Work request :: All records below must be written out exactly, with the pictures excluded.

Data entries
○ ○ ○
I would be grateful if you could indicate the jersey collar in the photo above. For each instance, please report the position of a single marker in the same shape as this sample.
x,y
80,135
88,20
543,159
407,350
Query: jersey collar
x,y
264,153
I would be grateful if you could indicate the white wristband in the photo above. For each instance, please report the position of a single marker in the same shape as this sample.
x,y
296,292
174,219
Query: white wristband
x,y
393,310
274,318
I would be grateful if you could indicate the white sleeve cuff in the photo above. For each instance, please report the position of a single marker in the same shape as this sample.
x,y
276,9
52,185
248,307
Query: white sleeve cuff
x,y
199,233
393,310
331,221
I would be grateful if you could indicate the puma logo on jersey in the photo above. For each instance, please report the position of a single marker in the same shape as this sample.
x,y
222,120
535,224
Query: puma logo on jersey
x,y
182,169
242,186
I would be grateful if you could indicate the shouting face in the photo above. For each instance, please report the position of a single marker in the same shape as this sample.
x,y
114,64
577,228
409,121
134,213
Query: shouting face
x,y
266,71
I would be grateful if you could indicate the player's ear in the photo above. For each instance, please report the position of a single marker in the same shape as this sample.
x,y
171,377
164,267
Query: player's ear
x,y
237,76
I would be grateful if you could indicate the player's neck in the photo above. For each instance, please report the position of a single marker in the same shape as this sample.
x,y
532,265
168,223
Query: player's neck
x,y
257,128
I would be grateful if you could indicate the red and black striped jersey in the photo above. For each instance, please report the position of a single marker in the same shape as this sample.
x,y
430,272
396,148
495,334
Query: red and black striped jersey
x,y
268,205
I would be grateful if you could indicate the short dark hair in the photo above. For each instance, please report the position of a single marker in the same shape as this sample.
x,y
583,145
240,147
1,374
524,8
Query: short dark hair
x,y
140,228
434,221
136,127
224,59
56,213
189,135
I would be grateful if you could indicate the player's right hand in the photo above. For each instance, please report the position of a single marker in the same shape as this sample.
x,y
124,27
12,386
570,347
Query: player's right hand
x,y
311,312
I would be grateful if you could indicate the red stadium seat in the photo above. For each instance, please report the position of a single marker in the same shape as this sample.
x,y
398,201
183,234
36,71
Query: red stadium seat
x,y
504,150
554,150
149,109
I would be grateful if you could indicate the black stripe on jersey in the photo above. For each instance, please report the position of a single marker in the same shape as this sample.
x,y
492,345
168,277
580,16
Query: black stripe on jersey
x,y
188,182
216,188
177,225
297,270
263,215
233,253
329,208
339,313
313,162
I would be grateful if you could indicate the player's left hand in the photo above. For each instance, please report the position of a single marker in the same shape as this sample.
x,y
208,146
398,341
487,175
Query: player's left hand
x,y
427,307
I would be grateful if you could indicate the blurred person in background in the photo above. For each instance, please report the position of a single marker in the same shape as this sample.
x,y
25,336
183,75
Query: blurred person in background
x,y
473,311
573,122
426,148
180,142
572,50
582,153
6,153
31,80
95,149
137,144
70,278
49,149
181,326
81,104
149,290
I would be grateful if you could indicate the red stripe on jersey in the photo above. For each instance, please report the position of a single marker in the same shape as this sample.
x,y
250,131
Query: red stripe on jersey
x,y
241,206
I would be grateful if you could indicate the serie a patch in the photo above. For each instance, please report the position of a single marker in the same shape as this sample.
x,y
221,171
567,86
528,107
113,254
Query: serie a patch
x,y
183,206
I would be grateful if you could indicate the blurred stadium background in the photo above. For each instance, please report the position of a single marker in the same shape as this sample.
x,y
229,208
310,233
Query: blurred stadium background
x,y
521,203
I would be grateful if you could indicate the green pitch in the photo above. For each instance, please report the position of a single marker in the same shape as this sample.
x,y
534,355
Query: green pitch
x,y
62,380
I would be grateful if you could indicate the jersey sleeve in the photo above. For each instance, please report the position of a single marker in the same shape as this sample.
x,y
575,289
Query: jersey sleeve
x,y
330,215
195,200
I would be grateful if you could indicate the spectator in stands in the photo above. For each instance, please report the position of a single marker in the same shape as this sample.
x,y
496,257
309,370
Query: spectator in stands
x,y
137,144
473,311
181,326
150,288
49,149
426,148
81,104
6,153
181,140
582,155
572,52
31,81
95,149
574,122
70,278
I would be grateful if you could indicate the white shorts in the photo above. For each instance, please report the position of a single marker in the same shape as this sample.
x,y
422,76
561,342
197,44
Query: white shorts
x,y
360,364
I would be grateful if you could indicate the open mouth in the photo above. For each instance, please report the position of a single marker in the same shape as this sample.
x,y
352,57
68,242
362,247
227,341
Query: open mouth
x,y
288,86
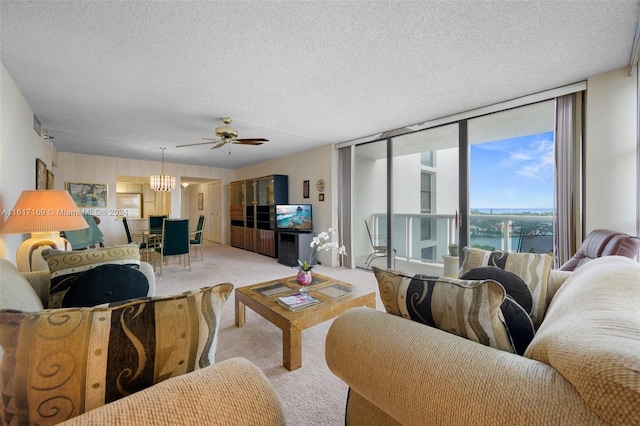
○ ○ ○
Output for this task ::
I would be grateful if you could indicate the jersey collar in the photo above. For each instance, please report the position of a single marker in the same shape as this sample.
x,y
80,135
88,20
543,159
407,350
Query: jersey collar
x,y
264,153
I would be grateful if you could indicate the white wristband in the photo above. For each instance, please report the position of a single marker in the same shape as this sample.
x,y
296,292
174,219
Query: white wristband
x,y
393,310
274,318
I would be grateful if you could indicate the white sleeve cuff in the photo above. For each instance, please report the position of a single marker in the same shape as this sample.
x,y
276,9
52,185
248,307
Query: white sleeve cuff
x,y
199,233
393,310
331,221
I would be grateful if you could indicate the puma logo on jersey in the photo above. For each instance, please report the position of a single marker in the same shape as this sample.
x,y
222,120
535,224
Query: puma logo on jersey
x,y
182,169
242,186
I would be grateful if you could indicate the shouting face in the photo above. For each instance, please report the position of a single marker in the same shape as this sample.
x,y
114,64
577,228
409,121
134,213
Query: shouting face
x,y
266,71
I would be grateful if you could indicate the player's ear in the photo above. For each instance, please report the position of a single marker in the same shape as this sample.
x,y
171,377
164,267
Query: player's ear
x,y
237,76
I would be grateful if you could indicate the player's neck in the photo above. For each instance, please report the position of a single marker in the same shape as this sample.
x,y
532,265
168,223
Query: player's neck
x,y
257,128
I would be grateful if you could indicate the red and black striped jersey in the photo above. For each instance, please report the position of a single marker in the same shape as this sample.
x,y
430,272
396,148
495,334
Query: red and black striped jersey
x,y
268,205
I would be grateful if you could indicate the short dark hair in the photo above. For each instance, please report the position of a single marker in the same shape as this sample.
x,y
583,145
240,147
1,374
524,8
Query: short dark hair
x,y
140,228
434,221
136,127
224,59
56,213
189,135
I would be grateful if you could indicate the player's right hand in the photo above. For each instance, please report the position of a single marker in the same shape as this sample.
x,y
124,27
12,386
570,347
Query: player's right hand
x,y
311,312
I would be grateful if you could indicate the red stadium seat in the photo above. For each instance, please report the position of a single marker in the same shape as this sample.
x,y
398,201
183,234
36,71
Query: red stadium seat
x,y
504,150
554,150
149,109
I would be grateful if you could indicate the black stripe on jersey in the photo above. For each instance, please report the position of a single marker in the same shape as this sample.
x,y
492,345
168,277
580,16
Query: black stripe on jersey
x,y
188,182
216,188
177,225
297,270
263,215
233,253
329,208
339,313
313,162
I would be grateful if you could indicate the player's left hand in the photo above. For each instance, please report the position of a single marker in the same shape as this sample.
x,y
208,146
398,341
487,175
Query: player's left hand
x,y
427,307
I would be grateful if you could indicate the blurred person in background in the photo above. For each instance, please report the position of a single marker in the same shape as this sample.
x,y
25,336
183,75
Query: blurred person in background
x,y
473,311
573,122
426,148
180,142
572,50
582,153
6,153
31,80
95,149
137,144
70,278
49,149
181,326
81,104
149,290
I would be grateful if you could indicate the red stripe on jersey in the photo above. For each instance, please report the position of a single marker in the same shape as this sample.
x,y
250,131
Query: red stripe on jersey
x,y
241,206
I would be grateful if you could indicate the serie a patch in the photo above. For each instance, please report the position of a single marker in the same shape as this sample.
x,y
221,171
567,86
528,107
113,254
Query: serie a patch
x,y
183,206
I would be grateful if you could indicate the blurred stadium background in the photo above. For each instance, please report the position of a single marker in the same shape as this sample.
x,y
229,208
310,233
Query: blurred stadium background
x,y
521,203
I would be grateful if you could indicate the green pitch in the photo above. For each instance, please report the position of a single marker in the same shape as this sample.
x,y
534,355
Query: green pitch
x,y
62,380
I would be grateful if you could indicate the jersey sleeve in the photo above. For each instance, please report the position of a single marker in the same shape as this sample.
x,y
575,289
Query: jersey sleeve
x,y
330,215
195,200
I would be grateful if you could indicate the spectator in stands in the photo above. For each instance, please report the position of a single marker in the same shape as this sample.
x,y
496,257
309,370
Query: spectator in stands
x,y
137,144
473,311
181,326
150,288
49,149
426,148
81,104
6,153
181,140
582,155
572,52
31,81
95,149
574,122
70,278
I would be grateful if you could indicate the white shorts in the photo above. For each instance, please report the position of a single marker in the same shape as this sample.
x,y
422,76
561,342
197,44
Query: white shorts
x,y
360,364
I would be grateful if you could indicate the open mouth in the photo above. For each instance, please report the position of a single marker in the same shape as this sample.
x,y
352,57
68,242
362,247
227,341
Query: open mouth
x,y
288,86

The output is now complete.